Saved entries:
● ● ● ●
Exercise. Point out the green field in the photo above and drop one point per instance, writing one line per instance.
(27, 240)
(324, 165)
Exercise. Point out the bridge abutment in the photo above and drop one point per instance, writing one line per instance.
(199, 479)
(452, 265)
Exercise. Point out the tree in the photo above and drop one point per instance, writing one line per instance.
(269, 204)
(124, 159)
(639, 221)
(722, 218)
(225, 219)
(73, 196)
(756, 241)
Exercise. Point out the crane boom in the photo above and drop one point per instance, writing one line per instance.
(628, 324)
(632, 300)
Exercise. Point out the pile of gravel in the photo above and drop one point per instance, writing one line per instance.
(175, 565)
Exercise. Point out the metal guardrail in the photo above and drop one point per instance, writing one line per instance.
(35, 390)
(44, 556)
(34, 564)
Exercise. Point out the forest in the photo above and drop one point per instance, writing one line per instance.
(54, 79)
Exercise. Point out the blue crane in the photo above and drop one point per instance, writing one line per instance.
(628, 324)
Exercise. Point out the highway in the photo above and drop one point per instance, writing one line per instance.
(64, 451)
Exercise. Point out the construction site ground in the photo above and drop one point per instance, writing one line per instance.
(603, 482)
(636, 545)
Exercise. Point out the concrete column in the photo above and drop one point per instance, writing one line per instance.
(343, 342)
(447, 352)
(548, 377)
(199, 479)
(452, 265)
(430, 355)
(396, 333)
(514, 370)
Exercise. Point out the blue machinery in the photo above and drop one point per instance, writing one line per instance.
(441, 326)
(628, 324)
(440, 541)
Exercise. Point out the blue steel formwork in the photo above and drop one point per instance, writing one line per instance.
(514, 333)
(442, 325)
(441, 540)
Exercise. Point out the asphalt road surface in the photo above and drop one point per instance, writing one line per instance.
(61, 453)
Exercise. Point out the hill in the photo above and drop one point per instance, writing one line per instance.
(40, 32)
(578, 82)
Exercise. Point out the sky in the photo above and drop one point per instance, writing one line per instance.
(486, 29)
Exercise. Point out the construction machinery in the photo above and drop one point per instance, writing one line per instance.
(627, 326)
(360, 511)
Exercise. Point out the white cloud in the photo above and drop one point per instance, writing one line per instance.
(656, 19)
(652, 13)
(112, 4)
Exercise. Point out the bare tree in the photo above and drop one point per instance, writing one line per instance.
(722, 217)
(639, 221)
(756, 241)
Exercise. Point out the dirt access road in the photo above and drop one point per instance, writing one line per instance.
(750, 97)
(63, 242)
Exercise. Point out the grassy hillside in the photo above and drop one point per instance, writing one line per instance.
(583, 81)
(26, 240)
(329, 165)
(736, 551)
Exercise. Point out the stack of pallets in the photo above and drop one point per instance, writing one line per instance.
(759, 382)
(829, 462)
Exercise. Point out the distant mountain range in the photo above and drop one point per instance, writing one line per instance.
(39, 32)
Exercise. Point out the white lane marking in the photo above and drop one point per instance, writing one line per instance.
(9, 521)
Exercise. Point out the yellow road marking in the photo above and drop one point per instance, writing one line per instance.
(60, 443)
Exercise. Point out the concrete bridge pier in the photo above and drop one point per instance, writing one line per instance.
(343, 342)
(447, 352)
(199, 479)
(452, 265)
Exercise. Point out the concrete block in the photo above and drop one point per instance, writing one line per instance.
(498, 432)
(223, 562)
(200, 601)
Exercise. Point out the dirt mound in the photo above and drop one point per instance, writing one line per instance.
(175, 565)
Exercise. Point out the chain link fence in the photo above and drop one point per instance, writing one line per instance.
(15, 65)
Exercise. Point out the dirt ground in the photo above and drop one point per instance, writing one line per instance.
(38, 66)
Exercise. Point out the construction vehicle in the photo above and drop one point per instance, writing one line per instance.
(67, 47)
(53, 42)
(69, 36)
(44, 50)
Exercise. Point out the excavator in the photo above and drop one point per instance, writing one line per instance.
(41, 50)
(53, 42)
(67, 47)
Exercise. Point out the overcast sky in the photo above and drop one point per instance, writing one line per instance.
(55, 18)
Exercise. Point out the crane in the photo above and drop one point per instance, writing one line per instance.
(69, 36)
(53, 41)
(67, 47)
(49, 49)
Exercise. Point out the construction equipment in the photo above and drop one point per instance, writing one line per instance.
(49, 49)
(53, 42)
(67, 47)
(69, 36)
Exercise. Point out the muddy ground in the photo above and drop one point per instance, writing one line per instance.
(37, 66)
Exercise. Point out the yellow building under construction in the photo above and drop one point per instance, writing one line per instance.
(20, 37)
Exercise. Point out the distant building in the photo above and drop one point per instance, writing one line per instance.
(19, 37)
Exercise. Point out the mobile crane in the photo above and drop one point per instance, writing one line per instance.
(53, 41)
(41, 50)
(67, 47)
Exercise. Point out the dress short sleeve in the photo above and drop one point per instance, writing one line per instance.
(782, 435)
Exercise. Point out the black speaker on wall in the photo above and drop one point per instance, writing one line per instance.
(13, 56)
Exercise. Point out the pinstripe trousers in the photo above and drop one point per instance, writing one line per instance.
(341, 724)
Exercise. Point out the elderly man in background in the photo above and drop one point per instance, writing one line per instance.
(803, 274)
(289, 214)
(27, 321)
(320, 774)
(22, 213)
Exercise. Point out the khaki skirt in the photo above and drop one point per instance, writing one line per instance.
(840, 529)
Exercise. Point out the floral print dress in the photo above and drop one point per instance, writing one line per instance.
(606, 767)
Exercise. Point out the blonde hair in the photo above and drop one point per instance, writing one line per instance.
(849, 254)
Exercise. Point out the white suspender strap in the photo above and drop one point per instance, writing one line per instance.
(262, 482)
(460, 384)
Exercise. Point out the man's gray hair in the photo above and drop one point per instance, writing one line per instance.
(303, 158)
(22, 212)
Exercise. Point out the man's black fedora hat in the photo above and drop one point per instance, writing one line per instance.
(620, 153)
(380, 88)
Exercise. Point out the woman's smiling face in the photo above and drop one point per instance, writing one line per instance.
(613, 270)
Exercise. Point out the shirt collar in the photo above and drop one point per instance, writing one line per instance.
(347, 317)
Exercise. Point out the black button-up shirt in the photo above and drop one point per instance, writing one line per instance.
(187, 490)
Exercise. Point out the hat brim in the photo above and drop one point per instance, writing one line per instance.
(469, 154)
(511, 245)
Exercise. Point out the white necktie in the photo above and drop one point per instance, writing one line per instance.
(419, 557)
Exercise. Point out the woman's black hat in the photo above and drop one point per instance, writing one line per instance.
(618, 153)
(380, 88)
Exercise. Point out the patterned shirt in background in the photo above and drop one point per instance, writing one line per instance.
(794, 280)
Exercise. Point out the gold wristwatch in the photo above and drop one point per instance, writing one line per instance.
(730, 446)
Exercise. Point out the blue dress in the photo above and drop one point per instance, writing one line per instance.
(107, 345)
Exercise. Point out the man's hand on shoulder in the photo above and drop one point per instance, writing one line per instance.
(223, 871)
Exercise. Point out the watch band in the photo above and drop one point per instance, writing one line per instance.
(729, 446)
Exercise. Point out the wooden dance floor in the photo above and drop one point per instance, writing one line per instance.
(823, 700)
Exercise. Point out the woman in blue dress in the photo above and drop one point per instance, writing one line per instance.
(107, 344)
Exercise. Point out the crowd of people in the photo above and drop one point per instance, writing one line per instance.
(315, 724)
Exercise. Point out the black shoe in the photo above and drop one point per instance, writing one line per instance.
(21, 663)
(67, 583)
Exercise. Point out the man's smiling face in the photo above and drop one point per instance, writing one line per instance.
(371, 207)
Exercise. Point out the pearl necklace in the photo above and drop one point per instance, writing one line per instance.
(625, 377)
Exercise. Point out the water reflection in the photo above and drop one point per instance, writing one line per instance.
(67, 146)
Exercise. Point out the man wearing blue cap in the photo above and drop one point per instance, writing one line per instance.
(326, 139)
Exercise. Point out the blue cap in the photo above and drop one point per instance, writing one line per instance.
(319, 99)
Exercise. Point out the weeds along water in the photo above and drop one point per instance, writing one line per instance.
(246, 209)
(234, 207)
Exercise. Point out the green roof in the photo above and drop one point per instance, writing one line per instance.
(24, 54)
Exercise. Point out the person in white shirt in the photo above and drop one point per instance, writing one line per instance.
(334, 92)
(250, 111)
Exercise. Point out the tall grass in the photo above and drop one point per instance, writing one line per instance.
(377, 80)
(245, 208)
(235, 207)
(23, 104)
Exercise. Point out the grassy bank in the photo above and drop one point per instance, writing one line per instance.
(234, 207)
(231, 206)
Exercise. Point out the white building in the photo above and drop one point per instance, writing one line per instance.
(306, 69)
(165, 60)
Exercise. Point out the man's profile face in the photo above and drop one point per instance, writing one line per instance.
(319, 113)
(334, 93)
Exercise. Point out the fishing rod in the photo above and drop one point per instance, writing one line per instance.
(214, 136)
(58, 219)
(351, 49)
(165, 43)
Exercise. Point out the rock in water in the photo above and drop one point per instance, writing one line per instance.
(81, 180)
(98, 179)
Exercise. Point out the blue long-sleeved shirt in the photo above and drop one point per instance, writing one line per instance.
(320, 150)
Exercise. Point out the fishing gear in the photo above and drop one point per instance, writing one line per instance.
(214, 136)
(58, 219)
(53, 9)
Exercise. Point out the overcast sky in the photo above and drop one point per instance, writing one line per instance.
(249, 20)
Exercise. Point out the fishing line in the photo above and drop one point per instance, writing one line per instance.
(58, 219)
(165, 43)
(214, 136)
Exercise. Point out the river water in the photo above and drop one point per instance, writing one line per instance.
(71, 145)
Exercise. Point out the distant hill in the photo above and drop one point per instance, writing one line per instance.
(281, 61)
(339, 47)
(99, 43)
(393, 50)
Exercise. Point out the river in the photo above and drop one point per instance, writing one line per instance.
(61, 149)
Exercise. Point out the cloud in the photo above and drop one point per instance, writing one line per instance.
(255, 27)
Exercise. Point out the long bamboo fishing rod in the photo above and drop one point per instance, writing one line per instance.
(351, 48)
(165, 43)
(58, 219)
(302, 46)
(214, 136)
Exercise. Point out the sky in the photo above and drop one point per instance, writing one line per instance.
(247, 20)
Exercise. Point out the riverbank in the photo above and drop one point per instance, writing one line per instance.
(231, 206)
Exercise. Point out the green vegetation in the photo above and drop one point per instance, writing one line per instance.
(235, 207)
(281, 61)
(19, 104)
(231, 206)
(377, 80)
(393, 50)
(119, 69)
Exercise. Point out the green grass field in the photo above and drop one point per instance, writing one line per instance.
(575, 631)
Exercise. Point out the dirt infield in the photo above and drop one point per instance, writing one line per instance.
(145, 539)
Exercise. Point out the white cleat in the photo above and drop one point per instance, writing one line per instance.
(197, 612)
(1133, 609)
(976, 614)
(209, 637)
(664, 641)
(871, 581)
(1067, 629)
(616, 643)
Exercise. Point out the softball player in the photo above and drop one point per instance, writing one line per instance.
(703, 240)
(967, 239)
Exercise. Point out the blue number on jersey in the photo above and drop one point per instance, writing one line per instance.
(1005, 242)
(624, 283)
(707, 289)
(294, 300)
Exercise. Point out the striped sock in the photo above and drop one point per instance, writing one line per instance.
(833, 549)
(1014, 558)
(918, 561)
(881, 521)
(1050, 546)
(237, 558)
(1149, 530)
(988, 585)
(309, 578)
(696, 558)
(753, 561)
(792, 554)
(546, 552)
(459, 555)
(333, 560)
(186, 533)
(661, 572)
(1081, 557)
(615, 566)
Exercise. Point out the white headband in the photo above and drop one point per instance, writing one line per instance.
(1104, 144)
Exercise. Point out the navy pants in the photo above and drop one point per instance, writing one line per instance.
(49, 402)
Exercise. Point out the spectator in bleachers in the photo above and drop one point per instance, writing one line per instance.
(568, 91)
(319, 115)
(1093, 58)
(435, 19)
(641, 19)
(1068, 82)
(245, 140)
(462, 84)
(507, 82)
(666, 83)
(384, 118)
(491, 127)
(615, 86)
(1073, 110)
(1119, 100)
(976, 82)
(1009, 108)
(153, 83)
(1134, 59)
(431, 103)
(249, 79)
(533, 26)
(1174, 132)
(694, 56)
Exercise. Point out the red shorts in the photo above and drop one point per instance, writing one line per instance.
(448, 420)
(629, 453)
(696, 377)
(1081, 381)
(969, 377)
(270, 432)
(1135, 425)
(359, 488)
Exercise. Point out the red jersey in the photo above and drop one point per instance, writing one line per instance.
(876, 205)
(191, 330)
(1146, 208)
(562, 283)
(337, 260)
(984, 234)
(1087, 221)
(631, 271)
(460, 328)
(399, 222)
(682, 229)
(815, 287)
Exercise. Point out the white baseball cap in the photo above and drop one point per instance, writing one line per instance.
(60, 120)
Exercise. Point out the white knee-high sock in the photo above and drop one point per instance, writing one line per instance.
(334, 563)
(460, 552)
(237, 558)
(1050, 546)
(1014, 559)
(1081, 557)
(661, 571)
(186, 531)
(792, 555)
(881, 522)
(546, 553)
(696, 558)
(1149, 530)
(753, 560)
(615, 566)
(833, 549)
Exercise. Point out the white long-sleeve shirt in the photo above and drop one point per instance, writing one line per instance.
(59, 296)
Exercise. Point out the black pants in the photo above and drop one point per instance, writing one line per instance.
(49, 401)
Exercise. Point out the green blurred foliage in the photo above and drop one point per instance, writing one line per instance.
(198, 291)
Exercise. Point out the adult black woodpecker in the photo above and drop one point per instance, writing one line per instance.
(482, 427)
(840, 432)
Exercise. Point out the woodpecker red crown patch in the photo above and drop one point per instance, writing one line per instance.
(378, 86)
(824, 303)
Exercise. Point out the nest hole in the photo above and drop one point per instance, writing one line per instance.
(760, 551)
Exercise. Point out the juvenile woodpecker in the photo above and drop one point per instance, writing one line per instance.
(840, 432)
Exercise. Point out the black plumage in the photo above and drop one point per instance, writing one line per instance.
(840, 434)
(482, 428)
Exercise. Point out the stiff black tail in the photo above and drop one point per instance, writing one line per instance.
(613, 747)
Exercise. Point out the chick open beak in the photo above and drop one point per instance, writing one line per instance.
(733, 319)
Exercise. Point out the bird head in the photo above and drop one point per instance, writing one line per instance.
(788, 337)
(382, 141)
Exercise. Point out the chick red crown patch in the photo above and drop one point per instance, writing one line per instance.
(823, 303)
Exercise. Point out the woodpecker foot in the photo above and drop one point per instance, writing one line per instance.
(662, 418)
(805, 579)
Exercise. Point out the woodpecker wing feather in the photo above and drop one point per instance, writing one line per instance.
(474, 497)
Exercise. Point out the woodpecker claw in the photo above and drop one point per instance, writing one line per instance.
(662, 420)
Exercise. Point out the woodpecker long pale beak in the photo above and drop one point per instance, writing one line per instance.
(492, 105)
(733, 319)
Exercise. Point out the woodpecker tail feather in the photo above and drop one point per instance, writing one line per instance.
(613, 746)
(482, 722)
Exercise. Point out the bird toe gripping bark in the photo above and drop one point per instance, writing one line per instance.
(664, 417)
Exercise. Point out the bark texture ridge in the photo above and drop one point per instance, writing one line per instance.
● ● ● ●
- [Description of the task]: Starting at the line that contains "Exercise. Point out the bird toe", write out every line through the last one in the data above, exactly as it stands.

- [Answer area]:
Exercise. Point out the bird toe gripping bark in the photo above and drop one point per instance, writing one line per instance.
(664, 417)
Exercise. Point out the bark texture ridge in the photo above and drop one point per instance, writing one line per instance.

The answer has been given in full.